* **Document passage**

○ ○ ○ ○

Really Rydian? Have a look at this:
[...]
iOS
[...]
wtf.gif


No it doesn't depend on the form factor. We can troubleshoot anything made in China, Europe or wherever. Anything but Apple devices because Steve has control issues.
"No the issue does happen, because it happens". Yeah, um, needs info.

Like, what model and what issues? Apple uses the standard x86 hardware nowadays, and has for years. The GPUs are Intel Integrated or AMD (HD 5870s and shit in the iMacs), for example.

I can see your points, but in response to some of them, my mother is an electrical engineer and works for Verizon Wireless. When they updated to Windows 7, she called me from work to have me walk her through how to find her documents. She's definitely not an idiot (electrical engineer), but she still got really confused. They should have given them training.
Start - Documents. Just another example of a lack of knowing what they're doing.

Don't get me wrong, I see this all the time, but it's still the people at fault. People don't go around driving cars not knowing how to turn the windshield wipers on or how to put it in reverse, but you see people using computers all the time with jack-shit info on what they're doing. If it's somebody's job to work with a computer and they can't find how to get to their documents folder between Windows versions, that's a lack of either required experience, or employee training.

Like, if somebody needs to drive around as part of their job, and you give them the keys to a company car and they can't figure out how to even start it because it's different than their personal car (the ignition is on the dash like some newer models instead of on the steering column)... you're not going to think too much of their skills, are 'ya? Somebody that knows how to drive a car would get in the driver's seat, spend all of two seconds moving their hand around, realizing they can't put the key in, then spend maybe 5 more seconds visually scanning for where to put the key. They find it, they can start the car and do their job.

With the new features you listed, I'm still not quite sure what tangible benefit a company would derive from full screen hardware acceleration. Again, the average employee doesn't do Maya modeling at work.
I'm talking GPU acceleration outside of programs. With a supported GPU, this means the whole screen can benefit from having a GPU installed, so things like moving windows around isn't such a hog on the CPU, freeing it up for other tasks (one example). Does anybody else remember trying to move windows around on XP and below with a framebuffer driver, and how you could visibly see the new window sliding up/down into place?

And the more stable driver models, yeah, that's great, but there probably weren't any driver issues left on an operating system that, at the time of the Windows 7 launch, was 8 years old. They were probably all pretty done and sorted at that point
That's not how it works... Microsoft doesn't make specific drivers, other companies do. You can download a driver from Realtek or Nvidia or something and have it crash a month from now under certain circumstances. Driver stability is one of the big reasons that Microsoft made changes to the OS to separate some third-party driver types from the kernel, because they realized over the years that all these other companies would put out a buggy/crashing driver every so often, and it would impact people negatively.

drivers.png


There's some info I grabbed from my machine. At any given time, there's plenty of third-party drivers in use on any home computer system, and stopping the whole system from crashing when one driver does is a noted benefit. New devices that need new drivers come out all the time, and even devices sold at the same time need different drivers. The driver for my old GeForce 6200-ALE won't work for my current AMD HD 5770, the drivers for my old webcam aren't the same as my new ones, etc.

○ ○ ○ ○

* **The request**
Please answer from the forum post: what graphics card does the writer currently use? You won't need the records for anything here.

○ ○ ○ ○

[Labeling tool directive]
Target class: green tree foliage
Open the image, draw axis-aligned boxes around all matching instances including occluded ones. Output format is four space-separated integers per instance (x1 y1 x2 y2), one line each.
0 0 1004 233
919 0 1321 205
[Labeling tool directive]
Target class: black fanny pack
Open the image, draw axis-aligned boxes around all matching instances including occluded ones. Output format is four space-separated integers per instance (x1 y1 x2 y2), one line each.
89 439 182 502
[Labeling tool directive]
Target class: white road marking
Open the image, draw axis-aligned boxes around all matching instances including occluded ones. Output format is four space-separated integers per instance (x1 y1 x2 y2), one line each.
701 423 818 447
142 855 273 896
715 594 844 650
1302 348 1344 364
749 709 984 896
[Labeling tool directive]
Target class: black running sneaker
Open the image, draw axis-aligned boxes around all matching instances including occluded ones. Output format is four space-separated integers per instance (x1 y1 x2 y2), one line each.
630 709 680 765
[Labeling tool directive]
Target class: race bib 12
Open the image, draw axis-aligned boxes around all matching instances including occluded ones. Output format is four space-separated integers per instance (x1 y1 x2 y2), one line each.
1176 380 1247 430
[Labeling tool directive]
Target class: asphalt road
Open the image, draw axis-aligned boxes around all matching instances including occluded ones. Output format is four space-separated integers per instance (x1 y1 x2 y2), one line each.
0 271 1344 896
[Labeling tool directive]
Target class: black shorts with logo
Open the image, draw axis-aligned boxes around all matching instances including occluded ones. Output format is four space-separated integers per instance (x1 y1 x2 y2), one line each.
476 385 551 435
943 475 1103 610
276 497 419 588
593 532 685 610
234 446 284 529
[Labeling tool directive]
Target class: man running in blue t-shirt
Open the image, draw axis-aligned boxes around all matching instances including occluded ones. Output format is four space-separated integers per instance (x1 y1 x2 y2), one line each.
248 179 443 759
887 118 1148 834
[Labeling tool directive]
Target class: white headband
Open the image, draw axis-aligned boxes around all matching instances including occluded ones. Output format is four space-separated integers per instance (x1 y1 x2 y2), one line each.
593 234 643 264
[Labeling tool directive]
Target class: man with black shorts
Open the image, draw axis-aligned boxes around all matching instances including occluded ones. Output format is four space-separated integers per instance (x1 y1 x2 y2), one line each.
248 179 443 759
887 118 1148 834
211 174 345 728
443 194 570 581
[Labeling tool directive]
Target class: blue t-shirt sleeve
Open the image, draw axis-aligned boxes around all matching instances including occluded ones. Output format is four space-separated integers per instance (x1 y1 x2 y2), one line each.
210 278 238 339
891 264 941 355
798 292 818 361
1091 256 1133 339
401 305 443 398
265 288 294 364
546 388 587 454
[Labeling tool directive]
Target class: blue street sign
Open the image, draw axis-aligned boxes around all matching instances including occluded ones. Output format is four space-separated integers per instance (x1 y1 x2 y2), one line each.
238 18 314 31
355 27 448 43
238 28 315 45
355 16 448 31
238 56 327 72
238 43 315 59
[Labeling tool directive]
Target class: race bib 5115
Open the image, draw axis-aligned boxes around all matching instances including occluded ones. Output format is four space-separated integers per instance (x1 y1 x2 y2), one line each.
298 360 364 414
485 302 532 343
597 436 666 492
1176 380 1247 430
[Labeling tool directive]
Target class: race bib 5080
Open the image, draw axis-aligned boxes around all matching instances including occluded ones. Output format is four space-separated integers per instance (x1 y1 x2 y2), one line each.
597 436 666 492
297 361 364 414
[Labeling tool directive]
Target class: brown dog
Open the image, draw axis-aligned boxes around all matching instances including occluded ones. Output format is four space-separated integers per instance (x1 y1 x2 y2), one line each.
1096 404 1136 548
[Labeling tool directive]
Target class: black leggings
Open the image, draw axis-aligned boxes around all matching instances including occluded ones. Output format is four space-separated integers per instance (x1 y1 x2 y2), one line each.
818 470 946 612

○ ○ ○ ○

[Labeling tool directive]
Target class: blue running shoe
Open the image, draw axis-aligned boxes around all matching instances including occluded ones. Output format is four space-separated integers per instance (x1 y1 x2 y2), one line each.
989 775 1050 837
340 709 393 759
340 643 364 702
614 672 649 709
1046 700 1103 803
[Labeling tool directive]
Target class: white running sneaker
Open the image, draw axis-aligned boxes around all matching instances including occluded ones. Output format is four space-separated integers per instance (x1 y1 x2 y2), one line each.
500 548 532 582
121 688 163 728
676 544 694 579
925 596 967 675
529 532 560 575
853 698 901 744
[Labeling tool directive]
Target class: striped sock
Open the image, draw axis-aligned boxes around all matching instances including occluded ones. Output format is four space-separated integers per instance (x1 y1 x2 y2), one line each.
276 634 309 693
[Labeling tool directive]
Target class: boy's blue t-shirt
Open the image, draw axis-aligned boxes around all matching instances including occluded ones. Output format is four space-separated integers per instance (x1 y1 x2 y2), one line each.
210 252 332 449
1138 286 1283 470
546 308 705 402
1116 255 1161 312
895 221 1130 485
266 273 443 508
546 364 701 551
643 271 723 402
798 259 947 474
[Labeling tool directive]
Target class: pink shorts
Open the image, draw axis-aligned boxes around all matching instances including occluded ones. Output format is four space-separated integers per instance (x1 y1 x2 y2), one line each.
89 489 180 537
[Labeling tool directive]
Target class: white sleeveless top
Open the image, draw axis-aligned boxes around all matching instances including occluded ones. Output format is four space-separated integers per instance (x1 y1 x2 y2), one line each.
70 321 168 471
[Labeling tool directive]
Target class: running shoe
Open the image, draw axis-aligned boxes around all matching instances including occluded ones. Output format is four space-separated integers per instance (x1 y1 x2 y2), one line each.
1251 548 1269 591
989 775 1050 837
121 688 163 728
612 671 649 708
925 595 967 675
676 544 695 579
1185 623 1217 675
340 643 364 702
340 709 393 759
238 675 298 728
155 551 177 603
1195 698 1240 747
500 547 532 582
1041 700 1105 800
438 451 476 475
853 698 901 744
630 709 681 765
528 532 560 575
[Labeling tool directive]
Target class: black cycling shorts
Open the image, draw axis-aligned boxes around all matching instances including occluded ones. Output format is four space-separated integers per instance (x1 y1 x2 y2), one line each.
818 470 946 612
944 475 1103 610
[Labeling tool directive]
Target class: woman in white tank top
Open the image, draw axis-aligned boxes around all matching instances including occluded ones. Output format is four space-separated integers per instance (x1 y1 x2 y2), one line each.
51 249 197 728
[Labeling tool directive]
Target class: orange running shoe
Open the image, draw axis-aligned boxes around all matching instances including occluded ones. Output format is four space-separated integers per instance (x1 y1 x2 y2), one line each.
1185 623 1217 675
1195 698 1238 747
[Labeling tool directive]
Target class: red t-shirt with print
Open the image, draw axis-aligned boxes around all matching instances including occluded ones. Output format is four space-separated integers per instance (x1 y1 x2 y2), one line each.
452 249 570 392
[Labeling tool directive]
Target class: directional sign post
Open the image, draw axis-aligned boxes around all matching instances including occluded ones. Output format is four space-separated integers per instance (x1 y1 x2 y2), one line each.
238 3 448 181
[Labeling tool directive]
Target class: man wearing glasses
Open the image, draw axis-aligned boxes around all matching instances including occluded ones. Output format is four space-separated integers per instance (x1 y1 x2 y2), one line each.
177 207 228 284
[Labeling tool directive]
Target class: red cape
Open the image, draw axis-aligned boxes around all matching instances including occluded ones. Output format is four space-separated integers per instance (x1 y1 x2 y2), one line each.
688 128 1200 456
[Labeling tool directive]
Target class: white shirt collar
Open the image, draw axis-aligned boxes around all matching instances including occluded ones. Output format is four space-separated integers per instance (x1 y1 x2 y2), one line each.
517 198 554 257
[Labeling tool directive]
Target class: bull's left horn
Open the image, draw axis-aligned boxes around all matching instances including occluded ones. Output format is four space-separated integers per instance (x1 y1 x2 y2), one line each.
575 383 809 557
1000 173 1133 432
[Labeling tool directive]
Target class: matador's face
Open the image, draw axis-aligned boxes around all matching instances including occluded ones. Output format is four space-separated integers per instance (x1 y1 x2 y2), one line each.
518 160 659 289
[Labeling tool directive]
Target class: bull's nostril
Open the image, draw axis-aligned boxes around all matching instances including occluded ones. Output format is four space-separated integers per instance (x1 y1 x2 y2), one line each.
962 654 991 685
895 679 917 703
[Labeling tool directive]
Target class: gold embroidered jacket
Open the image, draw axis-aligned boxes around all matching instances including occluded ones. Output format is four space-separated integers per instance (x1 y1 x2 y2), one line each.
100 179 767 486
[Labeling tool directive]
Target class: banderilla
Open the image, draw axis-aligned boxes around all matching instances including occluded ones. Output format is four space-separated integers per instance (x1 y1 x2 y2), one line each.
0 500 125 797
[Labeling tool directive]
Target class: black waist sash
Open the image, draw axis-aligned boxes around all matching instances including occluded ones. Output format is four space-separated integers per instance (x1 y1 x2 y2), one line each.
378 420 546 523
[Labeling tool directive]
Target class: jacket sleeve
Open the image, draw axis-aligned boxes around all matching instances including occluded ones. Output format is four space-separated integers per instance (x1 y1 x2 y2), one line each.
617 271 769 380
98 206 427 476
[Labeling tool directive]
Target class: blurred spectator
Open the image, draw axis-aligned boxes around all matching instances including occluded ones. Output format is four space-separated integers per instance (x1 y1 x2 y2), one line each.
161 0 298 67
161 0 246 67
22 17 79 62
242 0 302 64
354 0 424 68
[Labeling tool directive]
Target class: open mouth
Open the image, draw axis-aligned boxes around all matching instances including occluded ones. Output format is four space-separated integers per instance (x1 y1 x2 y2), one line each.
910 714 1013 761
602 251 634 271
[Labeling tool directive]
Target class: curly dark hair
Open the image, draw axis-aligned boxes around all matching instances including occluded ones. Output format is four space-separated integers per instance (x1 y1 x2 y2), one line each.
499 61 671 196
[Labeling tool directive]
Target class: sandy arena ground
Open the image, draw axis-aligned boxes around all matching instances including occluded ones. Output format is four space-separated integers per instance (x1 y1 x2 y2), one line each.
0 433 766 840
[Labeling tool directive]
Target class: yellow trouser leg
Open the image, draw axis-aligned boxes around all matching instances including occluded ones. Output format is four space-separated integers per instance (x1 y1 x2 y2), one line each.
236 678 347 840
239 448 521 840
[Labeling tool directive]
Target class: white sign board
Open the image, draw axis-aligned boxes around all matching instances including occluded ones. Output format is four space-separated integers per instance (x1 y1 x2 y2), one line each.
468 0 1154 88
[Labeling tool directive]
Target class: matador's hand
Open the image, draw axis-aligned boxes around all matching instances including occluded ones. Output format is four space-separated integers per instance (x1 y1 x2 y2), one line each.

○ ○ ○ ○

* **Answer**
An AMD HD 5770.